The task> Count the lines in the items below that contain the string "seated", treating uppercase and lowercase as different. Give only the number.
## begin The input
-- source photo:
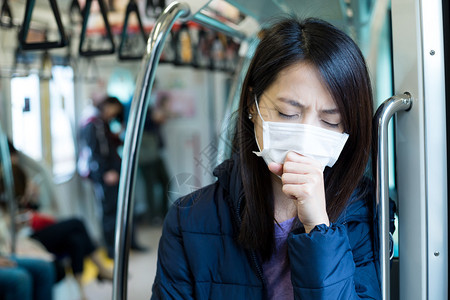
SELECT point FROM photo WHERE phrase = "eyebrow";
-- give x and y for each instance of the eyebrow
(295, 103)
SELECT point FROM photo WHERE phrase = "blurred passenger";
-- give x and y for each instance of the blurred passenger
(100, 162)
(63, 238)
(29, 274)
(151, 162)
(26, 278)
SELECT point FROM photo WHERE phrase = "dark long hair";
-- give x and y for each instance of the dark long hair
(343, 70)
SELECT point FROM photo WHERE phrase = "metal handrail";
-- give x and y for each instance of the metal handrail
(384, 113)
(133, 137)
(8, 183)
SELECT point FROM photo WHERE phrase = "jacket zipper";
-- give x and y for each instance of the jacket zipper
(254, 259)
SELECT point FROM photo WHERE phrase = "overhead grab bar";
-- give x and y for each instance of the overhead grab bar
(86, 13)
(133, 137)
(26, 27)
(214, 24)
(5, 13)
(74, 8)
(384, 113)
(131, 7)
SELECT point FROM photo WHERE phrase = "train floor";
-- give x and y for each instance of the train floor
(141, 273)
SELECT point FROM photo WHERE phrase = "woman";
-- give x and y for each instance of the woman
(300, 225)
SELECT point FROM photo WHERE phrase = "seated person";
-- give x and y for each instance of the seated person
(26, 278)
(29, 273)
(63, 238)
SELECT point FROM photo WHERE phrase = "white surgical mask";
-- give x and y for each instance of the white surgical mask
(279, 138)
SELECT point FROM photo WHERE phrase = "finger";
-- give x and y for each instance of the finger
(296, 191)
(275, 168)
(295, 157)
(301, 168)
(291, 178)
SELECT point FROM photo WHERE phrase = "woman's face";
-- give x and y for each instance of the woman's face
(297, 96)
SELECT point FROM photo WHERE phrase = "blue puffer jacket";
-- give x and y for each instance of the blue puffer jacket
(199, 257)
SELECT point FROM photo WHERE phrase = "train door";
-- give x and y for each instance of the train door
(421, 148)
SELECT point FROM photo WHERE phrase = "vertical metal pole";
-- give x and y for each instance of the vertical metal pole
(384, 113)
(8, 183)
(132, 142)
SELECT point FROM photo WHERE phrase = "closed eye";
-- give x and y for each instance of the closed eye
(288, 117)
(331, 125)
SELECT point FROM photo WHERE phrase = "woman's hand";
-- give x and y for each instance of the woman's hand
(302, 180)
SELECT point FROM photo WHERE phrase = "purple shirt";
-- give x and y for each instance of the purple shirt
(277, 270)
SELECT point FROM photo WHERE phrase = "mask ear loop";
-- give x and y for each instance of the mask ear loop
(254, 129)
(257, 108)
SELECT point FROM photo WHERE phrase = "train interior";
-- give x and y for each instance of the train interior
(59, 58)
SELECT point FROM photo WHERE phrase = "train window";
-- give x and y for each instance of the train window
(26, 115)
(61, 111)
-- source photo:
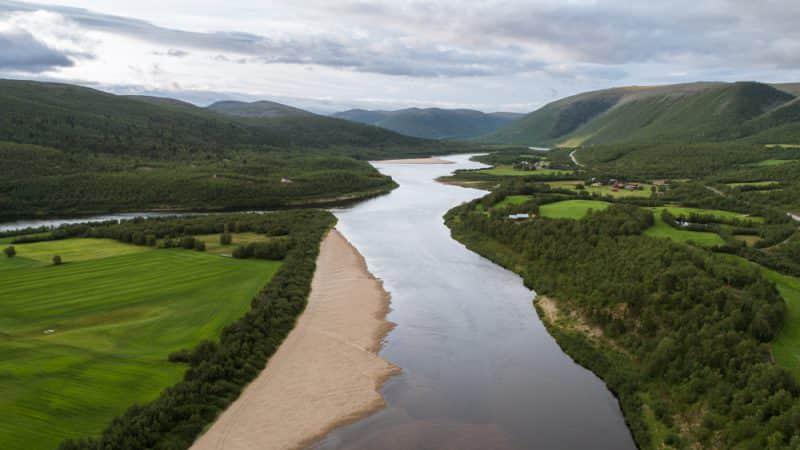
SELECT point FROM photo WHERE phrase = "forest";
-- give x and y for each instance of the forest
(217, 370)
(684, 331)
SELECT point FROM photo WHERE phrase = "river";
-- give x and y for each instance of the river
(480, 371)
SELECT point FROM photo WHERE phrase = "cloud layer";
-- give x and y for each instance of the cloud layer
(561, 47)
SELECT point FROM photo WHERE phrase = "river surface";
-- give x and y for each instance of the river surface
(480, 370)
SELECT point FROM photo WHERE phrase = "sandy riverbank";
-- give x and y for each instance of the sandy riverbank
(327, 372)
(431, 160)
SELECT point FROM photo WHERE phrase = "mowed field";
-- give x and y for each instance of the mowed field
(786, 345)
(571, 209)
(508, 171)
(116, 312)
(660, 229)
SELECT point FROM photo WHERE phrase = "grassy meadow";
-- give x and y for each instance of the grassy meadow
(508, 171)
(661, 229)
(645, 192)
(571, 209)
(512, 200)
(683, 211)
(83, 341)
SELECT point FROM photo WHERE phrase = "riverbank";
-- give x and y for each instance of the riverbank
(431, 160)
(326, 373)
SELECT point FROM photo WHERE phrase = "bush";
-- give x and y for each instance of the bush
(187, 242)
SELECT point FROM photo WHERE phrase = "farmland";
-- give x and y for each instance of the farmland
(571, 209)
(508, 171)
(662, 230)
(91, 337)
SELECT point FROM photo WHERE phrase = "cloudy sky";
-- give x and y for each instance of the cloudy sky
(331, 55)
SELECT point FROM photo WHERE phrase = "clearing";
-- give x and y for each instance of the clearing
(83, 341)
(571, 209)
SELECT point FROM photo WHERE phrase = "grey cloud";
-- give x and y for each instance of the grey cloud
(21, 51)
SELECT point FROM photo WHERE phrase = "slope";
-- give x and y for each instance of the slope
(433, 123)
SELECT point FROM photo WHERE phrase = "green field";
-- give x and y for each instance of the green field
(661, 230)
(605, 190)
(682, 211)
(754, 183)
(774, 162)
(506, 171)
(116, 312)
(571, 209)
(786, 346)
(513, 200)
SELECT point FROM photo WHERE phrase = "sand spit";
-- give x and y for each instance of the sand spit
(431, 160)
(327, 372)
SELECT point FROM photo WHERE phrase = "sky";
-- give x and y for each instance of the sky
(329, 56)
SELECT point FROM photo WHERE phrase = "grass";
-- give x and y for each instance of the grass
(506, 171)
(754, 183)
(512, 200)
(774, 162)
(571, 209)
(117, 312)
(73, 250)
(782, 145)
(213, 245)
(786, 345)
(661, 230)
(682, 211)
(605, 190)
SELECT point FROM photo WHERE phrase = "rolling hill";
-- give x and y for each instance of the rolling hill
(263, 109)
(697, 112)
(433, 123)
(81, 119)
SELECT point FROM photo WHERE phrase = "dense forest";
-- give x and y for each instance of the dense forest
(69, 150)
(682, 331)
(217, 370)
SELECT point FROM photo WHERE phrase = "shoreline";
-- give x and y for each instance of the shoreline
(326, 373)
(429, 160)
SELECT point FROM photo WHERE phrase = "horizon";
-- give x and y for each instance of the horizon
(326, 58)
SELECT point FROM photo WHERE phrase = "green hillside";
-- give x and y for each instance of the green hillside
(690, 113)
(70, 150)
(264, 109)
(433, 123)
(83, 119)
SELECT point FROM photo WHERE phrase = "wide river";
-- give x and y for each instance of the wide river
(480, 370)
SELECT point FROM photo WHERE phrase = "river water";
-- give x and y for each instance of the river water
(480, 370)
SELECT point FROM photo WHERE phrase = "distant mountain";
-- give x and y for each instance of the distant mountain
(433, 123)
(81, 119)
(262, 109)
(697, 112)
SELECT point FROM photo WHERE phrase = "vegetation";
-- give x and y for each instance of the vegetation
(689, 113)
(681, 330)
(86, 341)
(571, 209)
(113, 352)
(432, 123)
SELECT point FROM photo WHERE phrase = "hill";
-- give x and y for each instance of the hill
(263, 109)
(697, 112)
(69, 150)
(433, 123)
(82, 119)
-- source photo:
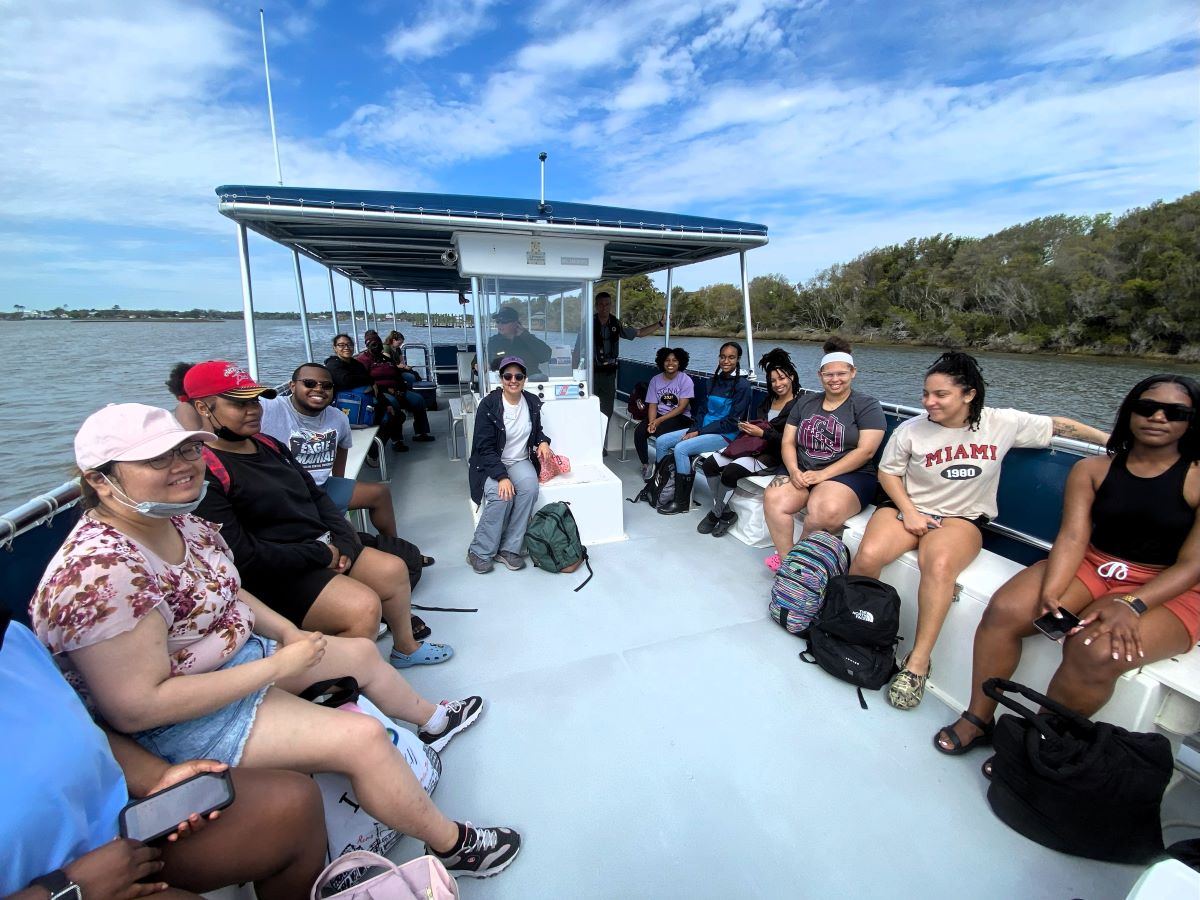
## end The input
Answer to this exercise> 2